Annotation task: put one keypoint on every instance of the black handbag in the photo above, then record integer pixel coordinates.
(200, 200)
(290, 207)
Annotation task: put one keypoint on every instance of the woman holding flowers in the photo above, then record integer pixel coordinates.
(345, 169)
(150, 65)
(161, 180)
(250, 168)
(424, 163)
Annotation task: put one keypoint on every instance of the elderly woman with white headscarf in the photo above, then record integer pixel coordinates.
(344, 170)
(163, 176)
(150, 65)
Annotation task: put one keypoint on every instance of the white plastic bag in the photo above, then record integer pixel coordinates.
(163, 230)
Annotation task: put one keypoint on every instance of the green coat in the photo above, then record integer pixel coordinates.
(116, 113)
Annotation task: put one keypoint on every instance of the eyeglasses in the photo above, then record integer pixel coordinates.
◆ ◆ ◆ ◆ ◆ ◆ ◆
Can you convert the records above into a JSON list of strings, with one string for each line and any blank lines left out?

| Result of the task |
[
  "Annotation task: put one keypoint on every instance of the black handbag in the photo above, then record integer pixel coordinates.",
  "(200, 200)",
  "(290, 207)",
  "Annotation task: put one keypoint on every instance of the woman holding flowers in the photo above, then record integer pixel coordinates.",
  "(345, 169)",
  "(150, 65)",
  "(161, 180)",
  "(250, 168)",
  "(424, 163)",
  "Annotation task: put one keypoint on every instance of the elderly woman with white headscarf in the photo above, then record integer pixel coordinates.",
  "(344, 170)",
  "(163, 176)",
  "(150, 65)",
  "Annotation task: put one keypoint on every instance of the white plastic bag in the photo above, then record integer pixel coordinates.",
  "(163, 230)",
  "Annotation task: put one keypoint on every instance of the green coat in the photo above, then record integer pixel coordinates.",
  "(116, 113)",
  "Annotation task: put one keypoint on every instance of the eyeglasses in the photo above, then record integer pixel coordinates."
]